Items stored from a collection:
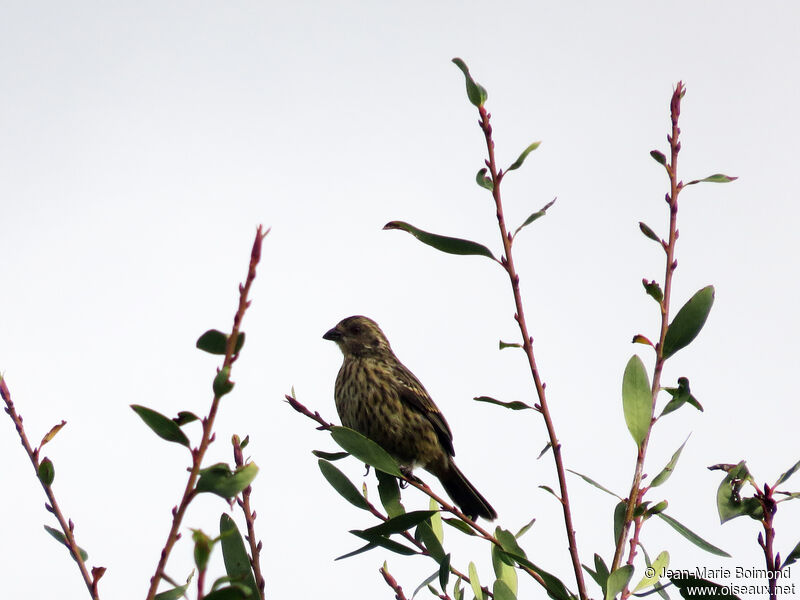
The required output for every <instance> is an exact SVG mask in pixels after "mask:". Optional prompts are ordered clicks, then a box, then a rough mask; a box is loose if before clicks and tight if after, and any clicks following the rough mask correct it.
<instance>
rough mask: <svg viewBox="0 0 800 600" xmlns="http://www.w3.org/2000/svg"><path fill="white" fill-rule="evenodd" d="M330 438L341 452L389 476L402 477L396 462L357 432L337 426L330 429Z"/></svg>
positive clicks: (383, 449)
mask: <svg viewBox="0 0 800 600" xmlns="http://www.w3.org/2000/svg"><path fill="white" fill-rule="evenodd" d="M331 437H332V438H333V440H334V441H335V442H336V443H337V444H339V446H341V447H342V449H343V450H346V451H347V452H349V453H350V454H352V455H353V456H355V457H356V458H357V459H359V460H360V461H363V462H365V463H367V464H368V465H370V466H372V467H375V468H376V469H379V470H381V471H383V472H384V473H388V474H389V475H394V476H395V477H403V474H402V473H401V472H400V467H398V466H397V461H395V460H394V458H392V456H391V455H390V454H389V453H388V452H386V450H384V449H383V448H381V447H380V446H379V445H378V444H376V443H375V442H373V441H372V440H371V439H369V438H367V437H364V436H363V435H361V434H360V433H358V432H357V431H354V430H352V429H349V428H347V427H338V426H337V427H333V428H331Z"/></svg>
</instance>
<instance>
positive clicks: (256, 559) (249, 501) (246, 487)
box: [233, 435, 266, 600]
mask: <svg viewBox="0 0 800 600" xmlns="http://www.w3.org/2000/svg"><path fill="white" fill-rule="evenodd" d="M233 459H234V461H235V462H236V466H237V467H241V466H243V465H244V456H243V455H242V442H241V440H240V439H239V436H238V435H234V436H233ZM252 490H253V487H252V486H250V485H248V486H247V487H246V488H245V489H244V490H242V496H241V498H237V499H236V502H237V503H238V504H239V507H240V508H241V509H242V512H243V513H244V520H245V523H247V542H248V543H249V544H250V565H251V566H252V567H253V575H254V576H255V578H256V585H257V586H258V594H259V596H258V597H259V598H260V599H261V600H264V588H265V587H266V581H265V580H264V575H263V574H262V573H261V559H260V557H261V548H262V544H261V542H259V541H257V540H256V526H255V521H256V513H255V511H254V510H251V509H250V493H251V492H252Z"/></svg>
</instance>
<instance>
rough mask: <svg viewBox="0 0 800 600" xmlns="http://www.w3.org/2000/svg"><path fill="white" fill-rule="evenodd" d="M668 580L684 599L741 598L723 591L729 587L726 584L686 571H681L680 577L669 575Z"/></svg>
mask: <svg viewBox="0 0 800 600" xmlns="http://www.w3.org/2000/svg"><path fill="white" fill-rule="evenodd" d="M669 580H670V581H671V582H672V585H674V586H675V587H676V588H678V591H679V592H680V594H681V596H682V597H683V598H685V599H686V600H741V599H740V598H739V596H734V595H733V594H728V593H725V592H727V590H728V589H729V587H728V586H721V585H720V584H718V583H714V582H713V581H709V580H707V579H700V578H699V577H694V576H692V575H689V573H688V572H687V573H683V572H682V573H681V575H680V577H675V578H672V577H670V579H669ZM701 590H703V591H704V593H703V592H702V591H701Z"/></svg>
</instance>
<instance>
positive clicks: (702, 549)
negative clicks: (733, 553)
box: [658, 513, 731, 558]
mask: <svg viewBox="0 0 800 600" xmlns="http://www.w3.org/2000/svg"><path fill="white" fill-rule="evenodd" d="M658 517H659V518H661V519H662V520H663V521H665V522H666V523H667V524H668V525H669V526H670V527H672V528H673V529H674V530H675V531H677V532H678V533H680V534H681V535H682V536H683V537H685V538H686V539H687V540H689V541H690V542H692V543H693V544H694V545H695V546H697V547H698V548H700V549H701V550H705V551H706V552H709V553H711V554H716V555H717V556H726V557H728V558H730V556H731V555H730V554H728V553H727V552H725V551H724V550H722V549H720V548H717V547H716V546H715V545H714V544H711V543H709V542H707V541H705V540H704V539H703V538H701V537H700V536H699V535H697V534H696V533H694V532H693V531H692V530H690V529H689V528H688V527H686V526H685V525H683V524H681V523H679V522H678V521H676V520H675V519H673V518H672V517H670V516H669V515H668V514H666V513H658Z"/></svg>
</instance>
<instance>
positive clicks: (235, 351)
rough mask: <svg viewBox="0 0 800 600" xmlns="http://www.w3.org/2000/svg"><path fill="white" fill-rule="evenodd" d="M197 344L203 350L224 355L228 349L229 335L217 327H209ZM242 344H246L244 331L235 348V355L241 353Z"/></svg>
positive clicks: (238, 339) (237, 339)
mask: <svg viewBox="0 0 800 600" xmlns="http://www.w3.org/2000/svg"><path fill="white" fill-rule="evenodd" d="M196 346H197V348H198V349H200V350H202V351H203V352H208V353H209V354H216V355H218V356H224V355H225V353H226V352H227V349H228V335H227V334H225V333H222V332H221V331H219V330H217V329H209V330H208V331H206V332H205V333H204V334H203V335H201V336H200V337H199V338H197V344H196ZM242 346H244V332H242V331H240V332H239V337H237V338H236V345H235V347H234V349H233V353H234V355H236V354H239V351H240V350H241V349H242Z"/></svg>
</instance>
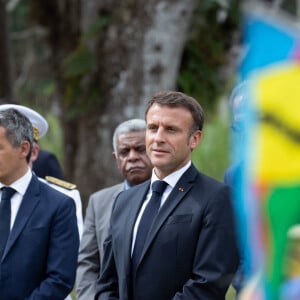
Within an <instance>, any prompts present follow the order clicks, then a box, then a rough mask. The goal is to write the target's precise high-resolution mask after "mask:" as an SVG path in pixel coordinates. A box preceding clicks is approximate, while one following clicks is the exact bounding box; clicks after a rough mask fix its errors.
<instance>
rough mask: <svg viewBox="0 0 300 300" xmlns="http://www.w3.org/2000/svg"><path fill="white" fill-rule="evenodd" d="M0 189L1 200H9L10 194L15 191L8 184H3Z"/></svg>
mask: <svg viewBox="0 0 300 300" xmlns="http://www.w3.org/2000/svg"><path fill="white" fill-rule="evenodd" d="M1 191H2V195H1V200H10V198H11V197H12V195H13V194H14V193H15V192H16V190H15V189H13V188H11V187H9V186H5V187H3V188H1Z"/></svg>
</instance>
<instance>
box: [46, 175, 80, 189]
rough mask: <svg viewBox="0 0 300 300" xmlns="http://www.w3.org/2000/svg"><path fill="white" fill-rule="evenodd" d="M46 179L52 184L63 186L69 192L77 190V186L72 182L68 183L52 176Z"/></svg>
mask: <svg viewBox="0 0 300 300" xmlns="http://www.w3.org/2000/svg"><path fill="white" fill-rule="evenodd" d="M45 179H46V180H47V181H48V182H50V183H53V184H56V185H58V186H61V187H63V188H65V189H68V190H74V189H76V184H74V183H71V182H67V181H64V180H61V179H58V178H55V177H52V176H46V177H45Z"/></svg>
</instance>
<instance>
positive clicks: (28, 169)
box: [0, 168, 32, 196]
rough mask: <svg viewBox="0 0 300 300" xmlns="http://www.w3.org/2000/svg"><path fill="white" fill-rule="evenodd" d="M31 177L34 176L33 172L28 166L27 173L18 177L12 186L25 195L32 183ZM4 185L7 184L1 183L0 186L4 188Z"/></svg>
mask: <svg viewBox="0 0 300 300" xmlns="http://www.w3.org/2000/svg"><path fill="white" fill-rule="evenodd" d="M31 178H32V172H31V169H30V168H28V170H27V172H26V173H25V175H23V176H22V177H20V178H19V179H17V180H16V181H15V182H13V183H12V184H10V187H12V188H14V189H15V190H16V191H17V192H18V193H20V194H21V195H22V196H24V194H25V192H26V190H27V187H28V185H29V183H30V180H31ZM3 186H5V185H4V184H2V183H0V188H2V187H3Z"/></svg>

> [Task objective] Pull out all of the lines above verbatim, omitting the pictures.

> [Result of this task]
The required output for every <instance> is an exact SVG mask in pixels after "mask:". Optional prompts are ordered clicks, then a box, then a rough mask; a box is loose if before clicks and tight if after, and any clicks following the rough mask correct it.
<instance>
rough mask: <svg viewBox="0 0 800 600" xmlns="http://www.w3.org/2000/svg"><path fill="white" fill-rule="evenodd" d="M330 438L341 452L389 476L402 477L396 462L357 432L337 426L330 429Z"/></svg>
positive clicks: (383, 449)
mask: <svg viewBox="0 0 800 600" xmlns="http://www.w3.org/2000/svg"><path fill="white" fill-rule="evenodd" d="M331 437H332V438H333V440H334V441H335V442H336V443H337V444H339V446H341V447H342V449H343V450H346V451H347V452H349V453H350V454H352V455H353V456H355V457H356V458H357V459H359V460H360V461H363V462H365V463H367V464H368V465H370V466H372V467H375V468H376V469H379V470H381V471H383V472H384V473H388V474H389V475H394V476H395V477H403V474H402V473H401V472H400V467H398V466H397V461H395V460H394V458H392V456H391V455H390V454H389V453H388V452H386V450H384V449H383V448H381V447H380V446H379V445H378V444H376V443H375V442H373V441H372V440H371V439H369V438H367V437H364V436H363V435H361V434H360V433H358V432H357V431H354V430H352V429H349V428H347V427H338V426H337V427H333V428H331Z"/></svg>
</instance>
<instance>
positive clicks: (256, 559) (249, 501) (246, 487)
box: [233, 435, 266, 600]
mask: <svg viewBox="0 0 800 600" xmlns="http://www.w3.org/2000/svg"><path fill="white" fill-rule="evenodd" d="M233 459H234V461H235V462H236V466H237V467H241V466H243V465H244V456H243V455H242V442H241V440H240V439H239V436H238V435H234V436H233ZM252 490H253V487H252V486H250V485H248V486H247V487H246V488H245V489H244V490H242V496H241V498H237V499H236V502H237V503H238V504H239V507H240V508H241V509H242V512H243V513H244V520H245V523H247V542H248V543H249V544H250V565H251V566H252V567H253V575H254V576H255V578H256V585H257V586H258V594H259V596H258V597H259V598H260V599H261V600H264V588H265V587H266V581H265V580H264V575H263V574H262V573H261V559H260V557H261V548H262V544H261V542H259V541H257V540H256V526H255V521H256V513H255V511H254V510H251V509H250V493H251V492H252Z"/></svg>
</instance>
<instance>
rough mask: <svg viewBox="0 0 800 600" xmlns="http://www.w3.org/2000/svg"><path fill="white" fill-rule="evenodd" d="M668 580L684 599L741 598L723 591L729 587L726 584L686 571H681L680 577L669 575Z"/></svg>
mask: <svg viewBox="0 0 800 600" xmlns="http://www.w3.org/2000/svg"><path fill="white" fill-rule="evenodd" d="M669 580H670V581H671V582H672V585H674V586H675V587H676V588H678V591H679V592H680V594H681V596H682V597H683V598H685V599H686V600H741V599H740V598H739V596H734V595H733V594H728V593H725V592H727V590H728V589H729V587H728V586H721V585H720V584H718V583H714V582H713V581H709V580H707V579H700V578H699V577H694V576H692V575H689V573H688V572H687V573H683V572H682V573H681V575H680V577H675V578H672V577H670V579H669ZM701 590H703V591H704V593H703V592H702V591H701Z"/></svg>
</instance>
<instance>
positive clicks: (702, 549)
negative clicks: (733, 553)
box: [658, 513, 731, 558]
mask: <svg viewBox="0 0 800 600" xmlns="http://www.w3.org/2000/svg"><path fill="white" fill-rule="evenodd" d="M658 517H659V518H661V519H662V520H663V521H665V522H666V523H667V524H668V525H669V526H670V527H672V528H673V529H674V530H675V531H677V532H678V533H680V534H681V535H682V536H683V537H685V538H686V539H687V540H689V541H690V542H692V543H693V544H694V545H695V546H697V547H698V548H700V549H701V550H705V551H706V552H709V553H711V554H716V555H717V556H726V557H728V558H730V556H731V555H730V554H728V553H727V552H725V551H724V550H722V549H720V548H717V547H716V546H715V545H714V544H711V543H709V542H707V541H705V540H704V539H703V538H701V537H700V536H699V535H697V534H696V533H694V532H693V531H692V530H690V529H689V528H688V527H686V526H685V525H683V524H681V523H679V522H678V521H676V520H675V519H673V518H672V517H670V516H669V515H668V514H666V513H658Z"/></svg>
</instance>
<instance>
positive clicks: (235, 351)
rough mask: <svg viewBox="0 0 800 600" xmlns="http://www.w3.org/2000/svg"><path fill="white" fill-rule="evenodd" d="M197 344L203 350L224 355L228 349L229 335L217 327H209ZM242 344H246L244 331L235 348V355L241 353Z"/></svg>
positive clicks: (238, 339) (237, 339)
mask: <svg viewBox="0 0 800 600" xmlns="http://www.w3.org/2000/svg"><path fill="white" fill-rule="evenodd" d="M196 346H197V348H198V349H200V350H202V351H203V352H208V353H209V354H216V355H218V356H224V355H225V353H226V352H227V349H228V335H227V334H225V333H222V332H221V331H219V330H217V329H209V330H208V331H206V332H205V333H204V334H203V335H201V336H200V337H199V338H197V344H196ZM242 346H244V332H242V331H240V332H239V337H237V338H236V345H235V347H234V349H233V353H234V355H236V354H239V351H240V350H241V349H242Z"/></svg>
</instance>
Within an <instance>, any prompts present follow the order clicks, then a box, then a rough mask. The goal is to write the target's precise high-resolution mask after "mask:" as an SVG path in pixel coordinates. A box preceding clicks is approximate, while one following clicks is the exact bounding box; clicks after a rough mask fix its errors.
<instance>
rough mask: <svg viewBox="0 0 300 300" xmlns="http://www.w3.org/2000/svg"><path fill="white" fill-rule="evenodd" d="M0 189L1 200H9L10 194L15 191L8 184H3Z"/></svg>
mask: <svg viewBox="0 0 300 300" xmlns="http://www.w3.org/2000/svg"><path fill="white" fill-rule="evenodd" d="M1 191H2V195H1V200H10V198H11V197H12V195H13V194H14V193H15V192H16V190H15V189H13V188H11V187H9V186H5V187H3V188H1Z"/></svg>
</instance>
<instance>
box: [46, 175, 80, 189]
rough mask: <svg viewBox="0 0 300 300" xmlns="http://www.w3.org/2000/svg"><path fill="white" fill-rule="evenodd" d="M46 179L52 184L63 186L69 192L77 190V186L72 182L68 183L52 176Z"/></svg>
mask: <svg viewBox="0 0 300 300" xmlns="http://www.w3.org/2000/svg"><path fill="white" fill-rule="evenodd" d="M45 179H46V180H47V181H48V182H50V183H53V184H56V185H58V186H61V187H63V188H65V189H68V190H74V189H76V184H74V183H71V182H67V181H64V180H61V179H58V178H55V177H52V176H46V177H45Z"/></svg>
</instance>
<instance>
positive clicks: (28, 169)
box: [0, 168, 32, 196]
rough mask: <svg viewBox="0 0 300 300" xmlns="http://www.w3.org/2000/svg"><path fill="white" fill-rule="evenodd" d="M31 177L34 176L33 172L28 166L27 173L18 177L12 186L25 195L32 183ZM4 185L7 184L1 183L0 186L4 188Z"/></svg>
mask: <svg viewBox="0 0 300 300" xmlns="http://www.w3.org/2000/svg"><path fill="white" fill-rule="evenodd" d="M31 178H32V172H31V169H30V168H28V170H27V172H26V173H25V175H23V176H22V177H20V178H19V179H17V180H16V181H15V182H13V183H12V184H10V187H12V188H14V189H15V190H16V191H17V192H18V193H20V194H21V195H22V196H24V194H25V192H26V190H27V187H28V185H29V183H30V180H31ZM3 186H5V185H4V184H2V183H0V188H2V187H3Z"/></svg>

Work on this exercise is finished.